Data to process:

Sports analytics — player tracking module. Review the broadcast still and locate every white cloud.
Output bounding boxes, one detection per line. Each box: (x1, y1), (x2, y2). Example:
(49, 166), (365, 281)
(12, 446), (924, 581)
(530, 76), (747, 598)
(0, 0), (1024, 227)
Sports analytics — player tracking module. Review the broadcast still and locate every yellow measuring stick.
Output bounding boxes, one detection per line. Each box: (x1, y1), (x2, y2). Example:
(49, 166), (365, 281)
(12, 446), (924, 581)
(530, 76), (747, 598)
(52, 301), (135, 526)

--

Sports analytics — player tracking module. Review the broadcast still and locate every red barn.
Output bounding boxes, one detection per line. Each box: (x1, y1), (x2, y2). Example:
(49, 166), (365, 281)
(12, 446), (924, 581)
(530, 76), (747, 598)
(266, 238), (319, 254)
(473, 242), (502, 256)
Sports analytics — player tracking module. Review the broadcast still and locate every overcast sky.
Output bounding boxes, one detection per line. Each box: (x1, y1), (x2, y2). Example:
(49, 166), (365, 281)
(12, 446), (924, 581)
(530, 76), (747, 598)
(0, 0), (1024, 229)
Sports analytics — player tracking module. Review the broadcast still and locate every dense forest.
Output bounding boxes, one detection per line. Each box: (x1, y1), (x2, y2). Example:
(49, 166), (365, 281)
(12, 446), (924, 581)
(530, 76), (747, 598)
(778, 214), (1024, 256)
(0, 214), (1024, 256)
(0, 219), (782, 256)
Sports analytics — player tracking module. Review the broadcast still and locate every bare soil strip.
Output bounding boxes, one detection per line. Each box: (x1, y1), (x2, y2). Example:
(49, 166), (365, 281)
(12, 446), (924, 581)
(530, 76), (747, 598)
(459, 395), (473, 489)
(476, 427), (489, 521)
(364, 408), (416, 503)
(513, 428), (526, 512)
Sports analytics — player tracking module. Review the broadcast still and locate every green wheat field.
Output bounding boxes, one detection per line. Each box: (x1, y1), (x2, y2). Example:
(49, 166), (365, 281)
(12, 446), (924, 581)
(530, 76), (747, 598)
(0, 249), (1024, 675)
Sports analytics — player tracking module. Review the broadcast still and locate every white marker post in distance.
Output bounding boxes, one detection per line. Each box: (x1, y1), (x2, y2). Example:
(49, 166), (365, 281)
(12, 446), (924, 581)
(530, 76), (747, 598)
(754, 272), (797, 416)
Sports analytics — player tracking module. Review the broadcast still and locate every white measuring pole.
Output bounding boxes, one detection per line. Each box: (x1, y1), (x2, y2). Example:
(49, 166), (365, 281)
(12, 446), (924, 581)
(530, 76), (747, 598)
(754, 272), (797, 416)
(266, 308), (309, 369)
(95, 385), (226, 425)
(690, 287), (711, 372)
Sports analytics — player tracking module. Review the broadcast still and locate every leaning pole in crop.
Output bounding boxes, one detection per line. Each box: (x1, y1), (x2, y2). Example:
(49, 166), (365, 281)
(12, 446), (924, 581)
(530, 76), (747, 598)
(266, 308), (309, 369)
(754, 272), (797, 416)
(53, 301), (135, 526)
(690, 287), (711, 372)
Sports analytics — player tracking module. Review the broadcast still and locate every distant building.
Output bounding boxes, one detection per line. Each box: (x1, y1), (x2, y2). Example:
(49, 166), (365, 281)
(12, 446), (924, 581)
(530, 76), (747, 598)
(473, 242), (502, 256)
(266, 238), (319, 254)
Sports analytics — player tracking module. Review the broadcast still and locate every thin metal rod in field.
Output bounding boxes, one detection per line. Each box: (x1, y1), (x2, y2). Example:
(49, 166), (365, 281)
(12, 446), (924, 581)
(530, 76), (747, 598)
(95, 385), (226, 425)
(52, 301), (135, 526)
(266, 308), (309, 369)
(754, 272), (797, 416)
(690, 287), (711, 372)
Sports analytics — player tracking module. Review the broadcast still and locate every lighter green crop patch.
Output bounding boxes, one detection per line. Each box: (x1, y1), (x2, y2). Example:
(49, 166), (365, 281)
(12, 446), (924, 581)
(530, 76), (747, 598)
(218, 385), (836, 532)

* * *

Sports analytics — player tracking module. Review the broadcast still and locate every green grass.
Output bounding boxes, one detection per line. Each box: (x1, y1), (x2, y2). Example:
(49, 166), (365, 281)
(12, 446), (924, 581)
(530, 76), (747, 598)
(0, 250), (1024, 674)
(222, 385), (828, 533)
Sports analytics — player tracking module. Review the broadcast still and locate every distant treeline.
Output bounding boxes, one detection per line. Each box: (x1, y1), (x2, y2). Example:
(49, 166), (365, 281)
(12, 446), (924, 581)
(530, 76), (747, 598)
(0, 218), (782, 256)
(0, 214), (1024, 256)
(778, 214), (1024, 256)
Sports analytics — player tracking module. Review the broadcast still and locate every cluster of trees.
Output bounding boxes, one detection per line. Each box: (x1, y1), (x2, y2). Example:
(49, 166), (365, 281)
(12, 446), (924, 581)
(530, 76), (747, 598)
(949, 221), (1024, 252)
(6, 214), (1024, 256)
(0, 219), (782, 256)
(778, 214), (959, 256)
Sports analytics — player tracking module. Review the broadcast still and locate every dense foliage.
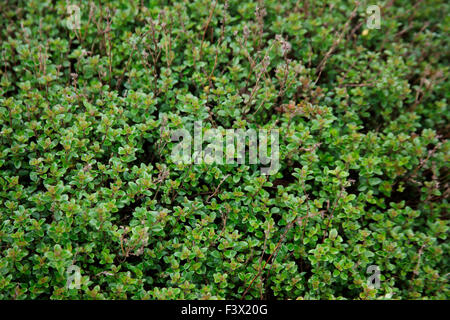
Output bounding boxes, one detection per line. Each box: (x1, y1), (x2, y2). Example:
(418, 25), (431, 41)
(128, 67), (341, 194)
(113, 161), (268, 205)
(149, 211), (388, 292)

Task description: Turn the part of the data above that opens with the line containing "cluster of trees." and closes with the line containing "(149, 211), (388, 292)" into a numbered list, one line per item, with both end lines included and blank lines skipped. Give only those lines, and leave the pictures out.

Full solution:
1. Sports analytics — player tracking module. Review the broadcast still and locate every cluster of trees.
2. Output bounding boxes, one detection per line. Each box: (x1, y1), (x2, y2). Example:
3. (49, 166), (365, 281)
4. (12, 446), (924, 581)
5. (530, 76), (747, 598)
6. (949, 221), (1024, 252)
7. (6, 214), (1024, 256)
8. (0, 219), (782, 256)
9. (778, 214), (959, 256)
10. Sports analytics — player tracking module. Review the broadcast still and locate every dense foliage.
11. Output bounding boxes, one detection per line. Each box: (x1, y1), (x2, y2). Example:
12. (418, 25), (431, 41)
13. (128, 67), (341, 194)
14. (113, 161), (268, 205)
15. (149, 211), (388, 292)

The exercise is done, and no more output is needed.